--- start Source document ---

The board of inquiry will consist of a chairman, who is the chairman of a valuation board appointed under the Taxation Administration Act 1953-1955, and two other members appointed by the Minister. Their function is simply to make a report. It is further provided that the report shall be tabled with any acquisition that follows it. The idea is that the report should form the basis of the consideration by members of the House of Parliament to discharge their duties under the section to which the committee previously gave its attention, and under which each House of Parliament has the right to make void an acquisition that has been made.

I wish to make it quite clear to the committee that I have avoided giving any operative effect to the report of the public inquiry. I did that in deference to the idea that it is an executive act to acquire land, and the decision on that point is left to the Minister. Obviously, any Minister, under our constitutional set-up of responsible government, will feel himself bound to consult the terms of that report, and base upon it his decision, either to withdraw from the acquisition or to pursue it according to the terms of the report. If he decides to go on with the acquisition, then he will run the gauntlet of debate in the House based, not upon a total absence of information, but upon the information which the report would provide. Therefore, the report of the public inquiry is to be without operative effect. It will only inform the Minister and the Houses of Parliament.

The other value I attach to it is that sense of satisfaction it will afford to a land-owner who feels that he has a grievance and is prepared to go to the inconvenience and cost of supporting his case before the public inquiry. The purpose of it also is obviously that those who attempt fraud will be intimidated by this section in the vast majority of cases. Those who attempt either preference or prejudice to a particular owner will be deterred because of the possibility that they will have to run the gauntlet of a public inquiry, if the land-owner, feeling a sense of grievance, asks for a public inquiry to be undertaken at his own cost, so far as he is concerned.

--- end Source document ---

▶ [Job 1]: Reproduce verbatim the lines of the records from the line containing "Annotate the turquoise" through the line containing "<point>108,148</point>", including both of those lines.

--- start Data to use ---

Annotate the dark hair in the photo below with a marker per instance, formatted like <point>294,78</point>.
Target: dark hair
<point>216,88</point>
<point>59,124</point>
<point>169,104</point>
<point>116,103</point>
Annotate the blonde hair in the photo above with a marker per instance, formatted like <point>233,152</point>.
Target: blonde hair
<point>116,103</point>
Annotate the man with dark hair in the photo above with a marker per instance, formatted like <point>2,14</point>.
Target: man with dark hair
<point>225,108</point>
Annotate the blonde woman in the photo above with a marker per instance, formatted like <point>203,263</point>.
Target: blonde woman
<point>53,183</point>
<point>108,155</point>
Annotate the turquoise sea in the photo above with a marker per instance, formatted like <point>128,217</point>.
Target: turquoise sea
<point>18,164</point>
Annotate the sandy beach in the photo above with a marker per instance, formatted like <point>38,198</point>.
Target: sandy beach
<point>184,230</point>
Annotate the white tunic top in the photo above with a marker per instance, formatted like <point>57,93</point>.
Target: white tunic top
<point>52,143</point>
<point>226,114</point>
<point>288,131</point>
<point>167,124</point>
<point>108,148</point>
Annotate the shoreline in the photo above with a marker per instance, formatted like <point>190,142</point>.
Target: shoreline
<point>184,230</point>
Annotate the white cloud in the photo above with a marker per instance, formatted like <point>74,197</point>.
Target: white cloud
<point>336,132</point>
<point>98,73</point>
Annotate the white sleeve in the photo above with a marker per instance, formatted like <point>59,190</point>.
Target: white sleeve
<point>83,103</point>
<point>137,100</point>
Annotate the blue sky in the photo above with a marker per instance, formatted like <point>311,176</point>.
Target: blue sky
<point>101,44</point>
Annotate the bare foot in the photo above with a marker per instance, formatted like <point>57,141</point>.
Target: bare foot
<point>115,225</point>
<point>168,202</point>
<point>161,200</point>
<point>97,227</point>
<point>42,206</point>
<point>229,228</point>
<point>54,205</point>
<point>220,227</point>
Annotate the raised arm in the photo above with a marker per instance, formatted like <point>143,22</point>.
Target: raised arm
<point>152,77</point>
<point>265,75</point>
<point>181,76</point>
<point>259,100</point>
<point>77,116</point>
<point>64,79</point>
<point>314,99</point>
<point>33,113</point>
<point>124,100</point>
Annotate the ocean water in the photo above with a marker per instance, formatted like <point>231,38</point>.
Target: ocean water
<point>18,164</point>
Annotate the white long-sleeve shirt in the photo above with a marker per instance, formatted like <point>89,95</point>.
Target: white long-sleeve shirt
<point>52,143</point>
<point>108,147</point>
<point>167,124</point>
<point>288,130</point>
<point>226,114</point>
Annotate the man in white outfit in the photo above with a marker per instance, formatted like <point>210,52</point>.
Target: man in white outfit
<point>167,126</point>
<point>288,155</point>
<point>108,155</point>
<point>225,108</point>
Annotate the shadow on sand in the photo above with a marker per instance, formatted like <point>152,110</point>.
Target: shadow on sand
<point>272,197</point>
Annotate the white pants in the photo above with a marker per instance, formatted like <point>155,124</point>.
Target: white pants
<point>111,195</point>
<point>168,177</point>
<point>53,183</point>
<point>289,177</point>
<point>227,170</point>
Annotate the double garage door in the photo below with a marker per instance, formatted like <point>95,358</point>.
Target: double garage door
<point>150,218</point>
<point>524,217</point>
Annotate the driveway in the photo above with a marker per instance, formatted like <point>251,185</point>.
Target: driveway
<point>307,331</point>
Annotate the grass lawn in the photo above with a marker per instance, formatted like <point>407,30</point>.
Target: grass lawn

--- end Data to use ---

▶ [Job 2]: Repeat word for word the passage of the parliamentary statement on the public inquiry from "The board of" to "has been made.".

▶ [Expected output 1]:
Annotate the turquoise sea in the photo above with a marker per instance, formatted like <point>128,217</point>.
Target: turquoise sea
<point>18,164</point>
Annotate the sandy beach in the photo above with a marker per instance, formatted like <point>38,198</point>.
Target: sandy beach
<point>184,230</point>
Annotate the white tunic top in the photo above with a marker per instance, formatted like <point>57,93</point>.
Target: white tunic top
<point>52,143</point>
<point>226,114</point>
<point>288,131</point>
<point>167,124</point>
<point>108,148</point>

▶ [Expected output 2]:
The board of inquiry will consist of a chairman, who is the chairman of a valuation board appointed under the Taxation Administration Act 1953-1955, and two other members appointed by the Minister. Their function is simply to make a report. It is further provided that the report shall be tabled with any acquisition that follows it. The idea is that the report should form the basis of the consideration by members of the House of Parliament to discharge their duties under the section to which the committee previously gave its attention, and under which each House of Parliament has the right to make void an acquisition that has been made.